*SOURCE INFORMATION:*
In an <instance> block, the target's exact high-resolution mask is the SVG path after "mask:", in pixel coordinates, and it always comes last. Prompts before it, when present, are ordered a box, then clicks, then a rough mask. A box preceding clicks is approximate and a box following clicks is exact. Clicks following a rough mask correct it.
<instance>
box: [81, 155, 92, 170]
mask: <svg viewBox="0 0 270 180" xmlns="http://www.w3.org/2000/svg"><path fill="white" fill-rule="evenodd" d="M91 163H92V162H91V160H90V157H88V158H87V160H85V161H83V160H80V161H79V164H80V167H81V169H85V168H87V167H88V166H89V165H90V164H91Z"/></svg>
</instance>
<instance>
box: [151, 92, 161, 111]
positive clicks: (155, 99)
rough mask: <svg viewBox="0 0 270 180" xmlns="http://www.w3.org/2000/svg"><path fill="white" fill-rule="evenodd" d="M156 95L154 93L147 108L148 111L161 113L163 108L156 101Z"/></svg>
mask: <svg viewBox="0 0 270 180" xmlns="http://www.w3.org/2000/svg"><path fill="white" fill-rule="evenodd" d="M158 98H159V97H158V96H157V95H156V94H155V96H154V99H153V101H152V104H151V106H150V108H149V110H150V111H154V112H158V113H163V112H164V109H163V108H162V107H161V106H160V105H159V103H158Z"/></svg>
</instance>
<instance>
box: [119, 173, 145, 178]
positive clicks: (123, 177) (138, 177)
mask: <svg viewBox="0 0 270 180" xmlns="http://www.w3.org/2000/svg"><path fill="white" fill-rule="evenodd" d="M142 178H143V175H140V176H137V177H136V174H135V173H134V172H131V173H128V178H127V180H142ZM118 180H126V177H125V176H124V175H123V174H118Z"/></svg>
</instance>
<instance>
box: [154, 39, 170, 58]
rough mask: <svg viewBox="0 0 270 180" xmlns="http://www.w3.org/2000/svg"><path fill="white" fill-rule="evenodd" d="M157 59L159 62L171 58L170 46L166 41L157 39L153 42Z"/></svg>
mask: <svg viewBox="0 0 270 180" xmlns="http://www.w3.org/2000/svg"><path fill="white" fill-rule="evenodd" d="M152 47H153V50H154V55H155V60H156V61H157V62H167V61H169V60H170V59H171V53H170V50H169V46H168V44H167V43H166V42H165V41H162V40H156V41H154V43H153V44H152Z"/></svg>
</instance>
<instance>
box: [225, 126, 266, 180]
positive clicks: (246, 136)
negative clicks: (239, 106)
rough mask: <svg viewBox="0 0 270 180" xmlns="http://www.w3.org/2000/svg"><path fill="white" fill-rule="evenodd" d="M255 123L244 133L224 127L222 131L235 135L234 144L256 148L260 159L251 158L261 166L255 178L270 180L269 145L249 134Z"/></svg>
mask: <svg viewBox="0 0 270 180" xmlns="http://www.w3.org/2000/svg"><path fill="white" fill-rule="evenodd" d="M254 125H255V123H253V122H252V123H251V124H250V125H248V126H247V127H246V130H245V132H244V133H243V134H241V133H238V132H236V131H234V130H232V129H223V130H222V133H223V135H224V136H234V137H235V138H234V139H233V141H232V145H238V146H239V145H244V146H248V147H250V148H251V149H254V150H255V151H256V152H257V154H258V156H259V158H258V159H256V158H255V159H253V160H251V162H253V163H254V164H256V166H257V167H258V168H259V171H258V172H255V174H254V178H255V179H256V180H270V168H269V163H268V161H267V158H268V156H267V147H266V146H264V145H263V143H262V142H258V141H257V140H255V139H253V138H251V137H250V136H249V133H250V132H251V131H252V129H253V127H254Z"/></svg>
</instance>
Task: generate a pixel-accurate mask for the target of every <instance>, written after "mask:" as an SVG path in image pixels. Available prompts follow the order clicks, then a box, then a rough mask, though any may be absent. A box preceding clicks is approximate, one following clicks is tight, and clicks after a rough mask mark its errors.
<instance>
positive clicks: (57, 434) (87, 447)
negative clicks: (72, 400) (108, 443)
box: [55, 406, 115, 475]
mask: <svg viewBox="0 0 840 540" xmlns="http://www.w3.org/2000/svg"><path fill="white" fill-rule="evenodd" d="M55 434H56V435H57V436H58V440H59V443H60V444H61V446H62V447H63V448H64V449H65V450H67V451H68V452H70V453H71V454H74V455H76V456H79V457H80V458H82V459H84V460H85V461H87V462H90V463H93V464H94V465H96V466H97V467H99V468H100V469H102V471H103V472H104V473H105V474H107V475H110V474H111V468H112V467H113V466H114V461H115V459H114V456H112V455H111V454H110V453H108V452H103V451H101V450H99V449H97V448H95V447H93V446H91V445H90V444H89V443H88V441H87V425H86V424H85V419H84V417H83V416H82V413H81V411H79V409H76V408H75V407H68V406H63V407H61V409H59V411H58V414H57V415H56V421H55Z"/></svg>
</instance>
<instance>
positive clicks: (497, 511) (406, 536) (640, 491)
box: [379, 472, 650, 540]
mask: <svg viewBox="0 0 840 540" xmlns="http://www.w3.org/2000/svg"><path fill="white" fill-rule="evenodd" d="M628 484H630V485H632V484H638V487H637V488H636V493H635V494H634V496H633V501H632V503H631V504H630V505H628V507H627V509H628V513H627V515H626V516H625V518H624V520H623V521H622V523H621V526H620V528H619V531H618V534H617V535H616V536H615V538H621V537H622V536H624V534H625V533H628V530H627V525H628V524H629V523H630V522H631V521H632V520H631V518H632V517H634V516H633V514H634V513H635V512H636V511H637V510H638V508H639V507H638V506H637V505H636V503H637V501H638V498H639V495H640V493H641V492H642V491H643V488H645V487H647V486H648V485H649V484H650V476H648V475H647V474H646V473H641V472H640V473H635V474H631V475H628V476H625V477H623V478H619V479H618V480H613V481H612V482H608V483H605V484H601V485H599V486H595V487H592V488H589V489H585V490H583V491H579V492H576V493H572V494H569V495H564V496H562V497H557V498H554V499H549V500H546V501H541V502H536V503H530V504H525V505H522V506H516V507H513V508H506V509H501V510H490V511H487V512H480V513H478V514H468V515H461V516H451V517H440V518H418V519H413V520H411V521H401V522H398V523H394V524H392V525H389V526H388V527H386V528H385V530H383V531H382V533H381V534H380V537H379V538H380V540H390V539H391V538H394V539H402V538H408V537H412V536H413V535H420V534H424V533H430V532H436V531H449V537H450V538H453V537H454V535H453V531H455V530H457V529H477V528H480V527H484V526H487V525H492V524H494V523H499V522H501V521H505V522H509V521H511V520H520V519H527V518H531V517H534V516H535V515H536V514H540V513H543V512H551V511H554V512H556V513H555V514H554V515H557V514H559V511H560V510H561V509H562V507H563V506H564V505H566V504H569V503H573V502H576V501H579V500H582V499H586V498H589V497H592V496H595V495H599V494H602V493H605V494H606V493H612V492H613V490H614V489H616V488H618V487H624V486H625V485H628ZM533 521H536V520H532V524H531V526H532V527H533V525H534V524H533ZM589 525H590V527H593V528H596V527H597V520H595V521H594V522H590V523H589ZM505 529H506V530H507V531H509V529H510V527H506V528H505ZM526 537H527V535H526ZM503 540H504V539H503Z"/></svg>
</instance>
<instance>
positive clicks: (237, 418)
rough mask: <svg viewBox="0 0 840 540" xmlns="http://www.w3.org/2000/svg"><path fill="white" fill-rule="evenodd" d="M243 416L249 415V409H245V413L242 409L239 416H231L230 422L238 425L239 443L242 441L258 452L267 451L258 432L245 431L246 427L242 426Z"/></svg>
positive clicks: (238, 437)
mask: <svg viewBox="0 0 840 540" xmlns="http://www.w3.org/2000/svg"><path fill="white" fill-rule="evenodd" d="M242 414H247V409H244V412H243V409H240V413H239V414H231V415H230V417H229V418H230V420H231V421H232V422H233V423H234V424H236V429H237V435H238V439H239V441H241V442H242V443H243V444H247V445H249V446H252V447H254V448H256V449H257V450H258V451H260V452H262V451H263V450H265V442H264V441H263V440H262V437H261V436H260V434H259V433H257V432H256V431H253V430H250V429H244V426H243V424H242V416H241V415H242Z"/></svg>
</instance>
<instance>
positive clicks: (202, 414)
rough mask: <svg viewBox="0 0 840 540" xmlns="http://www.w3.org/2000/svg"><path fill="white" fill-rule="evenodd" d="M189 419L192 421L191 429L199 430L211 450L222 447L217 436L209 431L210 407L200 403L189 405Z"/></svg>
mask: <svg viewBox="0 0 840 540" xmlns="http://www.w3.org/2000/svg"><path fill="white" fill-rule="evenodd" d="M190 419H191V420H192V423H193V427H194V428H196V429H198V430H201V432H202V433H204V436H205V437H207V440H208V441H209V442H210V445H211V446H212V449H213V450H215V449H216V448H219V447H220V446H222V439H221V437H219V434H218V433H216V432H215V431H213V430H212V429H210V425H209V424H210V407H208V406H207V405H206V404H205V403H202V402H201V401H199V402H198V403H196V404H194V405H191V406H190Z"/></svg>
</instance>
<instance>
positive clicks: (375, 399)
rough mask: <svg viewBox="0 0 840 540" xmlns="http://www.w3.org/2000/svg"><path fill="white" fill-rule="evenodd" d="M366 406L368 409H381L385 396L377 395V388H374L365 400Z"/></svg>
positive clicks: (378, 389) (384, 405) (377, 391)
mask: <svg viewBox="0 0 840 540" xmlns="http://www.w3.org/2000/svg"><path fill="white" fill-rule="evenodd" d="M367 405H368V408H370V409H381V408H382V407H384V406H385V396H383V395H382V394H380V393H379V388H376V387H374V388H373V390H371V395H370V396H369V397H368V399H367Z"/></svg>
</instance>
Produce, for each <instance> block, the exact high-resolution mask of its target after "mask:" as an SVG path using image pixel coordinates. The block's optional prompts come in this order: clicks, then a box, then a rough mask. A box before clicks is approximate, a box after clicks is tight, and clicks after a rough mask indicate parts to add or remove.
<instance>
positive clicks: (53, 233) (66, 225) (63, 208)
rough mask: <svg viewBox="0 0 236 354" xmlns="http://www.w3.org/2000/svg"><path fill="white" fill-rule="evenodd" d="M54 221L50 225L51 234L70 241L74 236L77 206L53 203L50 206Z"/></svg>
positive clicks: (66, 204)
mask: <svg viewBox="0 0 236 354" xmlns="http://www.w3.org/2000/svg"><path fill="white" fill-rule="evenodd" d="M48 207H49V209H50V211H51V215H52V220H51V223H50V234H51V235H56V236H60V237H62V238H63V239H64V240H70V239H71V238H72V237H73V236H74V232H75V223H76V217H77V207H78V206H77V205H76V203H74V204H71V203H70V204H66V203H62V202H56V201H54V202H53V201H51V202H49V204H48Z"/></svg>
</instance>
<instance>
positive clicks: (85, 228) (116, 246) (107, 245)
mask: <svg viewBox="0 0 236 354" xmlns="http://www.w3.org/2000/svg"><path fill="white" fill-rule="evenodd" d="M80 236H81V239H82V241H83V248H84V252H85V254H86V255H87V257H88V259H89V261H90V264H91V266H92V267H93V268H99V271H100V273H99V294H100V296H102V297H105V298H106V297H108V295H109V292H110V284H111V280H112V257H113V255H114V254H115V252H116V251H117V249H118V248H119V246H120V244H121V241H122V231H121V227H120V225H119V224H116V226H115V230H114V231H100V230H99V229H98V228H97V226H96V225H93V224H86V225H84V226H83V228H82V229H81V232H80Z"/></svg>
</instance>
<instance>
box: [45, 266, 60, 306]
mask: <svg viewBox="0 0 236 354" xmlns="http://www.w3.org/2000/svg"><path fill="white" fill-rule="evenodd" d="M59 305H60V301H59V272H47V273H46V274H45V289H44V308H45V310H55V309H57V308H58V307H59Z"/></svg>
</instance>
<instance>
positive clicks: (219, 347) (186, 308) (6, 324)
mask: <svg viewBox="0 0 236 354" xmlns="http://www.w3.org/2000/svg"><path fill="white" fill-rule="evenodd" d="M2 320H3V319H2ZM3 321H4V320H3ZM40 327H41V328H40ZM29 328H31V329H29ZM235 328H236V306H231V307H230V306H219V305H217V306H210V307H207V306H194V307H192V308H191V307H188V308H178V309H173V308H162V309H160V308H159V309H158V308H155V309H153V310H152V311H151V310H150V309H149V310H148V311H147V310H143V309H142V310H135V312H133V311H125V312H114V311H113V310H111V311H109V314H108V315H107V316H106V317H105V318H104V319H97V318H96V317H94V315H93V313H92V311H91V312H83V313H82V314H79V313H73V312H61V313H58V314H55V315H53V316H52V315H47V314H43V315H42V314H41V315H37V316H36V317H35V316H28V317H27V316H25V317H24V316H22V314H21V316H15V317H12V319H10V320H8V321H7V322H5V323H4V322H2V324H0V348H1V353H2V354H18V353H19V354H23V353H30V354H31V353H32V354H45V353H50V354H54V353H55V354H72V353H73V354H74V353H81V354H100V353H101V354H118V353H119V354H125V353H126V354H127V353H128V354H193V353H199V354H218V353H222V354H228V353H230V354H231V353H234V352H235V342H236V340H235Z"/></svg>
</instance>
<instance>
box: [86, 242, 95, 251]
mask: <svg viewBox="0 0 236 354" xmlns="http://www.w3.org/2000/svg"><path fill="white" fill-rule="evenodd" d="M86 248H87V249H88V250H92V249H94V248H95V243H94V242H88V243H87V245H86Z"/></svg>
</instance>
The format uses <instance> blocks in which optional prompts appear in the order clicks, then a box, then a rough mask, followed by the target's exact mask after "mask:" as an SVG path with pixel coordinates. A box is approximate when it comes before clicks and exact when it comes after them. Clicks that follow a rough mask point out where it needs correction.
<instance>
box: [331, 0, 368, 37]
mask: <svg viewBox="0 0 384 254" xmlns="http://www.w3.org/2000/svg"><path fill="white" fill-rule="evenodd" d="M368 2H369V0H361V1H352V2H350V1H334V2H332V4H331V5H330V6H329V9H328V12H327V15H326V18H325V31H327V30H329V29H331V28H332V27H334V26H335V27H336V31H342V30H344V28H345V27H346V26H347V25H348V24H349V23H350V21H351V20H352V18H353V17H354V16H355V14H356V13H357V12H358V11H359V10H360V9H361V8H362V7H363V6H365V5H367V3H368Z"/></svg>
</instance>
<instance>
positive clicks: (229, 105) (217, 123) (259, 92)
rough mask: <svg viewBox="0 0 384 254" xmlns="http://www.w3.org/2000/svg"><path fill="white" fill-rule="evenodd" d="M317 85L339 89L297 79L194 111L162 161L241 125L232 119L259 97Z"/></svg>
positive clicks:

*WHAT YOU NEED TO DO:* Lines of the material in which the word "approximate" occurs are to be copied out.

*ANSWER TO THIS TASK:*
In an <instance> block, the target's exact high-resolution mask is the SVG path after "mask:", in pixel coordinates, and it always comes last. Prompts before it, when present, are ordered a box, then clicks, then a rough mask. A box preceding clicks is approximate and a box following clicks is exact. Clicks following a rough mask correct it.
Task: generate a pixel-accurate mask for the target of every <instance>, written after "mask:" as an SVG path in image pixels. Available prompts follow the order clicks, then a box, then a rough mask, though any may be absent. A box preceding clicks is approximate, one following clicks is tight, and clicks after a rough mask mark its errors.
Produce, for each <instance> block, the exact high-resolution mask of its target after "mask:" as an SVG path using image pixel coordinates. The block's optional prompts come in this order: clicks, then a box, then a rough mask. A box before clicks is approximate, a box after clicks is tight, and clicks after a rough mask indicate parts to add or remove.
The format uses <instance> blocks in which optional prompts appear in the order clicks, then a box, then a rough mask, followed by the target's exact mask after "mask:" as an SVG path with pixel coordinates. A box is approximate when it comes before clicks and exact when it comes after them. Clicks that follow a rough mask point out where it needs correction.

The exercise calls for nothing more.